___ DOCUMENT SECTION ___
On October 19, 2023, the U.S. Food and Drug Administration (FDA) issued Guidance for Industry and FDA Staff titled Enforcement Policy for Non-Invasive Remote Monitoring Devices Used to Support Patient Monitoring (guidance). This guidance updates previous guidance issued during the COVID-19 pandemic and is meant to provide clarity on current enforcement policies now that the public health emergency is declared over.
Limited Modifications to Indications or Functionality. In its guidance, FDA announced that the administration does not intend to object to limited modifications to the indications or functionality of certain non-invasive remote monitoring devices that are used to support patient monitoring that allow for increased remote monitoring capability without prior submission of a 510(k) where the modification does not create undue risk and does not directly affect the physiological parameter measurement algorithm even if such modifications would have required a 510(k) submission previously.
Included Devices. The guidance includes a table of included devices that measure or detect common physiological parameters, e.g., monitoring spirometer, apnea monitor, or electrocardiograph. As an example, FDA noted that a modification to the indications to allow for in-home use as opposed to hospital settings does not create such undue risk and does not affect the physiological parameter measurement algorithm.
Limited Hardware or Software Architecture Modifications. Additionally, FDA does not intend to object to limited hardware or software architecture modifications to certain non-invasive remote monitoring devices, e.g., device connectivity modifications (wireless and/or Bluetooth) that are used to support patient monitoring that allow for increased remote monitoring capability without prior submission of a 510(k) when the modification does not create undue risk and where the modifications do not directly affect the physiological parameter measurement algorithm.
The guidance provides that manufacturers of the non-invasive remote monitoring devices listed in Table 1 of the guidance are still required to submit a premarket notification under section 510(k) of the Federal Food, Drug, and Cosmetic Act to FDA and receive FDA clearance prior to marketing these devices in the United States, to the extent the devices are not 510(k) exempt, as well as comply with post-marketing requirements. The guidance only applies to certain modifications made to these already legally marketed devices.
Caveats. Modifications to the indications or functionality that could create undue risk or that could affect the physiological parameter measurement algorithm would not be within the scope of the policy articulated in the guidance and would generally require submission of a 510(k). Modifications to add new indications or device software functions to allow for remote programming of the device, remote control of the device, generation of new alarms, measurement of new physiological parameters, or a change from prescription to over-the-counter use would not be within the scope of FDA’s policy, for example.
Why this Guidance is Important
This risk-based approach is good news for the Remote Patient Monitoring and the Remote Therapeutic Monitoring industry. Manufacturers of certain devices that measure or detect common physiological parameters may now make certain modifications and bring these modifications to market without having to undertake the 510(k) clearance process.
___ RAW DATA ___
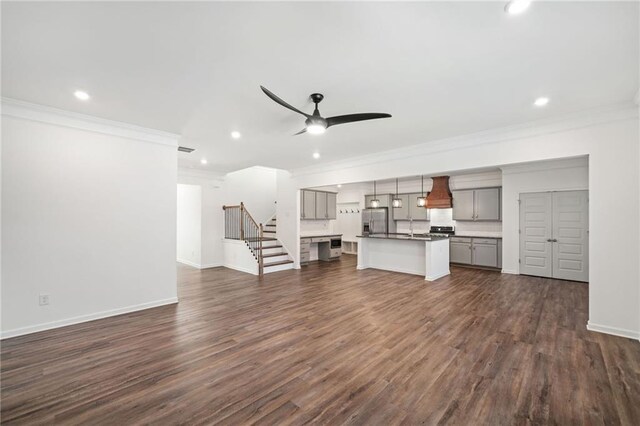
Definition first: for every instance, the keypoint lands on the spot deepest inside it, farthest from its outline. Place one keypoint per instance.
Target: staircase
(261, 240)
___
___ RAW DATA ___
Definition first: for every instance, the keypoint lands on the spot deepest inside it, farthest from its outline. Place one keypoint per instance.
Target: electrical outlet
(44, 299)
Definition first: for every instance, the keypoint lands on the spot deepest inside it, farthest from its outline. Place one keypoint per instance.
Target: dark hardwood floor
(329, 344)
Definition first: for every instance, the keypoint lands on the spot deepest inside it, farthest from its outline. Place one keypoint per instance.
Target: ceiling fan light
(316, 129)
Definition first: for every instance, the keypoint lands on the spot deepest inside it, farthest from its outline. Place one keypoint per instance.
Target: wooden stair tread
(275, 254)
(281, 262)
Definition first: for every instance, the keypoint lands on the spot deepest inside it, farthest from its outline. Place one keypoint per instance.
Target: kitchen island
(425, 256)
___
___ RAW DATA ___
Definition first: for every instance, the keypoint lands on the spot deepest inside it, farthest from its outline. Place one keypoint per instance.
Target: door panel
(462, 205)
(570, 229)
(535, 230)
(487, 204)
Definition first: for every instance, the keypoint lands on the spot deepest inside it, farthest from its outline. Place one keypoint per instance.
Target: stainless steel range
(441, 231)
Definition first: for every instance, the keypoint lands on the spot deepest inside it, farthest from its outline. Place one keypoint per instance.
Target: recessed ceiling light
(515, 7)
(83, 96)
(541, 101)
___
◆ **EXERCISE**
The text on FDA's remote monitoring guidance gives an example of a change to the indications that poses no undue risk. What is that example?

◆ **FINAL ANSWER**
Allowing the device to be used in the home as opposed to hospital settings.